▸ **Stated exercise**: Set out every line of the items below as a Markdown table with the columns Row and Line, skipping any blank lines.

### Listed records ###

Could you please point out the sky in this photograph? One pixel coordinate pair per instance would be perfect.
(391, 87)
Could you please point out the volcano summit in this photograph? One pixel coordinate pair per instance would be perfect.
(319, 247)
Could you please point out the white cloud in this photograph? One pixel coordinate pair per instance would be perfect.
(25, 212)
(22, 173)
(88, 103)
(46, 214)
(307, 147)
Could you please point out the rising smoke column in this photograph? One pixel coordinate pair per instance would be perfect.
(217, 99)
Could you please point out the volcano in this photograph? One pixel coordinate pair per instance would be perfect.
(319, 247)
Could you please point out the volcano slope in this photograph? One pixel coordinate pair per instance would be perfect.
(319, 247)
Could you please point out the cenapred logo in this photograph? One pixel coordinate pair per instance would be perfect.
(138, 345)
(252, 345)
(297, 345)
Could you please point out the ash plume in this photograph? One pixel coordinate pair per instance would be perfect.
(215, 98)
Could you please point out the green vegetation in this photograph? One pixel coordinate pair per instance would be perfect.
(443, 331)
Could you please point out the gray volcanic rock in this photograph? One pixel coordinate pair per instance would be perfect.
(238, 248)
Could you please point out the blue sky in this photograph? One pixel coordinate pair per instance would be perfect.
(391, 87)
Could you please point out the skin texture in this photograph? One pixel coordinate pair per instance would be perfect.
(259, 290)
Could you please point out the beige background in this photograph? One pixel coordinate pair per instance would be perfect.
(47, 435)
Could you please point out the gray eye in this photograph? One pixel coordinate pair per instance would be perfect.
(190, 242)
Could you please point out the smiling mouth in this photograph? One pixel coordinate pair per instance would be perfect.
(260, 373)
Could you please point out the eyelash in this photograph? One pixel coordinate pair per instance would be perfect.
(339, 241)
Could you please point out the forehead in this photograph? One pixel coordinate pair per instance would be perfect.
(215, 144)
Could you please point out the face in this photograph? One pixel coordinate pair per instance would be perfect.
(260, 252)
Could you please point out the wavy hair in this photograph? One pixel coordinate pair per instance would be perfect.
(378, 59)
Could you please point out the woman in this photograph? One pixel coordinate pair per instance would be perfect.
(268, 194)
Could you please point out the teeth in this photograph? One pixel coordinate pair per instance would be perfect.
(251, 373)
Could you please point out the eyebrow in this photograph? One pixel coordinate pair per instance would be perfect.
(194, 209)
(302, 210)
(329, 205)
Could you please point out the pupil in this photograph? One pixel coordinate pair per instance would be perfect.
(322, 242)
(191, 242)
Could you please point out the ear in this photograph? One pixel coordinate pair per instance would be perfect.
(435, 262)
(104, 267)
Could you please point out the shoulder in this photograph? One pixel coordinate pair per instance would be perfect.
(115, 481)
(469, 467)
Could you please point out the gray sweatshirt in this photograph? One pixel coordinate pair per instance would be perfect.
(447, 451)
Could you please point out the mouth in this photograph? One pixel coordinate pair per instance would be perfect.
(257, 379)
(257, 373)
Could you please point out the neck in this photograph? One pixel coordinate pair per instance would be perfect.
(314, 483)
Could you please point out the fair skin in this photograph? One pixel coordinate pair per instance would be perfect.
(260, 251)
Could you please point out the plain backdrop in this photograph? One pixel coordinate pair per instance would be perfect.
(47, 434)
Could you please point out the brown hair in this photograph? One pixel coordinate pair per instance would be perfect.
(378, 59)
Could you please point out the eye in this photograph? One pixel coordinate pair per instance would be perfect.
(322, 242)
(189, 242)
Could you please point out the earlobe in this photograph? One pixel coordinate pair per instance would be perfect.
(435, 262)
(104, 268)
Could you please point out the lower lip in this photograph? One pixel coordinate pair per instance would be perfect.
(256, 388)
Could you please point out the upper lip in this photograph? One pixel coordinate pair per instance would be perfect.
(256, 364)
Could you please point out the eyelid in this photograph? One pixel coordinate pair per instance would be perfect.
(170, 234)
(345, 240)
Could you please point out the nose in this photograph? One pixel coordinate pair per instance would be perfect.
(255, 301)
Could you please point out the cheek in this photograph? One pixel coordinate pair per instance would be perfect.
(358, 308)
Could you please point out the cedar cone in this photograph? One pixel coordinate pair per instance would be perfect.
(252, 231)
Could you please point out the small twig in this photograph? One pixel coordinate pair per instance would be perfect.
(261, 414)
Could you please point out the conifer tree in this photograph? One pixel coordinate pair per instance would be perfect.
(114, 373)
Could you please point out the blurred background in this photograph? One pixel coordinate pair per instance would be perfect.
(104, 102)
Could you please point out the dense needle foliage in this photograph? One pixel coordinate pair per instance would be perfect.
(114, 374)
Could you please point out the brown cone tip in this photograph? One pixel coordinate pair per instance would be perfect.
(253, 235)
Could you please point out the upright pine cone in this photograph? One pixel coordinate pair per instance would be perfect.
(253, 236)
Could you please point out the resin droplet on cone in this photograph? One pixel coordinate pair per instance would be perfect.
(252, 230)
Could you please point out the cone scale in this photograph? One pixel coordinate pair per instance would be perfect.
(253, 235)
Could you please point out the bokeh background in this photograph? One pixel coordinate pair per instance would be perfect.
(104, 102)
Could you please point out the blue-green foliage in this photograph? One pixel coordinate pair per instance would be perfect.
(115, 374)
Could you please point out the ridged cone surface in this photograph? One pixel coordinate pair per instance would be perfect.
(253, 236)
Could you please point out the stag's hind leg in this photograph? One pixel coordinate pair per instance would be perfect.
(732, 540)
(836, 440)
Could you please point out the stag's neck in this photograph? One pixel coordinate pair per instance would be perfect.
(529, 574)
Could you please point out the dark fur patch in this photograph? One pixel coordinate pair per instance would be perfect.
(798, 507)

###

▸ **Completed exercise**:
| Row | Line |
|---|---|
| 1 | Could you please point out the sky in this photograph? One pixel coordinate pair per instance would be perfect. |
| 2 | (391, 87) |
| 3 | Could you please point out the volcano summit in this photograph? One pixel coordinate pair per instance would be perfect. |
| 4 | (319, 247) |
| 5 | Could you please point out the white cloud in this photograph? One pixel coordinate pair per instance would be perfect. |
| 6 | (25, 212) |
| 7 | (22, 173) |
| 8 | (88, 103) |
| 9 | (46, 214) |
| 10 | (307, 147) |
| 11 | Could you please point out the rising smoke column in this photograph? One pixel coordinate pair per instance would be perfect. |
| 12 | (217, 99) |
| 13 | Could you please point out the volcano in this photograph? One pixel coordinate pair per instance would be perfect. |
| 14 | (319, 247) |
| 15 | Could you please point out the volcano slope in this photograph? One pixel coordinate pair per instance would be perfect. |
| 16 | (319, 247) |
| 17 | Could you please point out the cenapred logo in this photograph? One pixel coordinate pair per instance would be perfect. |
| 18 | (138, 345) |
| 19 | (252, 345) |
| 20 | (297, 345) |
| 21 | Could you please point out the ash plume in this photograph? One pixel coordinate pair per instance would be perfect. |
| 22 | (215, 98) |
| 23 | Could you please point out the green vegetation in this photograph? One pixel coordinate pair per instance would be perfect. |
| 24 | (443, 331) |
| 25 | Could you please point out the gray volcanic rock in this photograph? One pixel coordinate pair per instance would be perfect. |
| 26 | (238, 248) |
| 27 | Could you please point out the blue sky in this photograph? One pixel coordinate pair per instance would be perfect. |
| 28 | (391, 87) |
| 29 | Could you please point out the skin texture in this photograph? One pixel coordinate pair per instance would be perfect. |
| 30 | (259, 290) |
| 31 | Could you please point out the beige background in this photograph? One pixel coordinate pair per instance would be perfect. |
| 32 | (47, 435) |
| 33 | Could you please point out the gray eye in this photograph? One pixel coordinate pair per instance would be perfect. |
| 34 | (190, 242) |
| 35 | Could you please point out the smiling mouth in this photograph? One pixel coordinate pair per instance would be perfect. |
| 36 | (260, 373) |
| 37 | Could you please point out the eyelash in this photograph? One pixel coordinate pair per instance would be perfect. |
| 38 | (339, 241) |
| 39 | Could you please point out the forehead in this photograph? One pixel coordinate pair per instance would be perfect. |
| 40 | (215, 144) |
| 41 | Could you please point out the face in this photograph? One pixel coordinate pair per instance would be perfect. |
| 42 | (260, 252) |
| 43 | Could you please point out the wavy hair in this photograph? One pixel coordinate pair per instance would be perfect. |
| 44 | (378, 59) |
| 45 | Could you please point out the woman in this photograph? One pixel coordinate pair per instance would be perfect. |
| 46 | (268, 194) |
| 47 | Could you please point out the teeth in this photograph? One pixel coordinate pair per instance would be perfect. |
| 48 | (251, 373) |
| 49 | Could you please point out the eyebrow in this photograph? One pixel coordinate pair per instance would be perfect. |
| 50 | (194, 209) |
| 51 | (302, 210) |
| 52 | (329, 205) |
| 53 | Could you please point out the pupil in this photograph? One pixel coordinate pair per instance would be perfect. |
| 54 | (322, 242) |
| 55 | (191, 242) |
| 56 | Could you please point out the ear in this photograph? One pixel coordinate pair per instance would be perfect. |
| 57 | (435, 262) |
| 58 | (104, 267) |
| 59 | Could you please point out the shoulder in this photograph? One pixel coordinate pair per instance would be perfect. |
| 60 | (115, 481) |
| 61 | (469, 467) |
| 62 | Could you please point out the gray sweatshirt in this photograph? One pixel coordinate pair per instance would be perfect. |
| 63 | (447, 451) |
| 64 | Could you please point out the mouth in this photograph? One pixel coordinate pair per instance would be perfect. |
| 65 | (257, 379) |
| 66 | (257, 373) |
| 67 | Could you please point out the neck in this photograph? One pixel coordinate pair per instance would be perfect. |
| 68 | (314, 483) |
| 69 | Could you please point out the fair skin in this photograph? One pixel coordinate pair per instance would be perfect. |
| 70 | (260, 251) |
| 71 | Could you please point out the plain backdrop in this photograph? One pixel coordinate pair per instance would be perfect. |
| 72 | (47, 434) |
| 73 | Could you please point out the brown hair in this photograph? One pixel coordinate pair per instance would be perfect. |
| 74 | (378, 59) |
| 75 | Could you please point out the eye in this photograph? One pixel coordinate pair per instance would be perfect. |
| 76 | (322, 242) |
| 77 | (189, 242) |
| 78 | Could you please point out the earlobe in this photograph? One pixel coordinate pair per instance would be perfect. |
| 79 | (435, 262) |
| 80 | (104, 268) |
| 81 | Could you please point out the lower lip in this photograph? One pixel coordinate pair per instance would be perfect. |
| 82 | (256, 388) |
| 83 | Could you please point out the upper lip in this photograph? One pixel coordinate pair per instance would be perfect. |
| 84 | (256, 364) |
| 85 | Could you please point out the eyelid in this photograph? One pixel coordinate pair per instance would be perfect. |
| 86 | (170, 234) |
| 87 | (345, 240) |
| 88 | Could you please point out the nose in this photograph? One pixel coordinate pair per instance would be perfect. |
| 89 | (255, 301) |
| 90 | Could you please point out the cheek in this photograph? One pixel coordinate pair per instance would be perfect. |
| 91 | (358, 308) |
| 92 | Could you please point out the cedar cone in this photograph? One pixel coordinate pair per instance would be perfect. |
| 93 | (252, 231) |
| 94 | Could you please point out the small twig in this photograph? One pixel coordinate pair per instance would be perfect. |
| 95 | (261, 414) |
| 96 | Could you please point out the conifer tree in this photograph? One pixel coordinate pair per instance would be perfect. |
| 97 | (114, 373) |
| 98 | Could you please point out the blurred background in this photograph? One pixel coordinate pair per instance would be perfect. |
| 99 | (104, 102) |
| 100 | Could you please point out the dense needle foliage in this photograph? One pixel coordinate pair per instance would be perfect. |
| 101 | (114, 374) |
| 102 | Could you please point out the brown cone tip in this photograph? One pixel coordinate pair per instance would be perfect. |
| 103 | (253, 235) |
| 104 | Could you please point out the upright pine cone in this photograph? One pixel coordinate pair per instance would be perfect. |
| 105 | (253, 236) |
| 106 | Could you please point out the resin droplet on cone in this photograph? One pixel coordinate pair per instance would be perfect. |
| 107 | (252, 230) |
| 108 | Could you please point out the cone scale in this photograph? One pixel coordinate pair per instance would be perfect. |
| 109 | (253, 235) |
| 110 | Could you please point out the bokeh background in this photograph? One pixel coordinate pair per instance would be perfect. |
| 111 | (104, 102) |
| 112 | Could you please point out the blue-green foliage in this photograph? One pixel coordinate pair per instance would be perfect. |
| 113 | (115, 374) |
| 114 | Could you please point out the ridged cone surface in this photograph? One pixel coordinate pair per instance would be perfect. |
| 115 | (253, 236) |
| 116 | Could you please point out the stag's hind leg in this photograph? One pixel coordinate pair per instance would be perfect. |
| 117 | (732, 540) |
| 118 | (836, 440) |
| 119 | Could you please point out the stag's neck in this photograph? One pixel coordinate pair per instance would be perfect. |
| 120 | (529, 574) |
| 121 | Could you please point out the dark fur patch in this photograph? One pixel coordinate pair per instance would be perfect. |
| 122 | (798, 507) |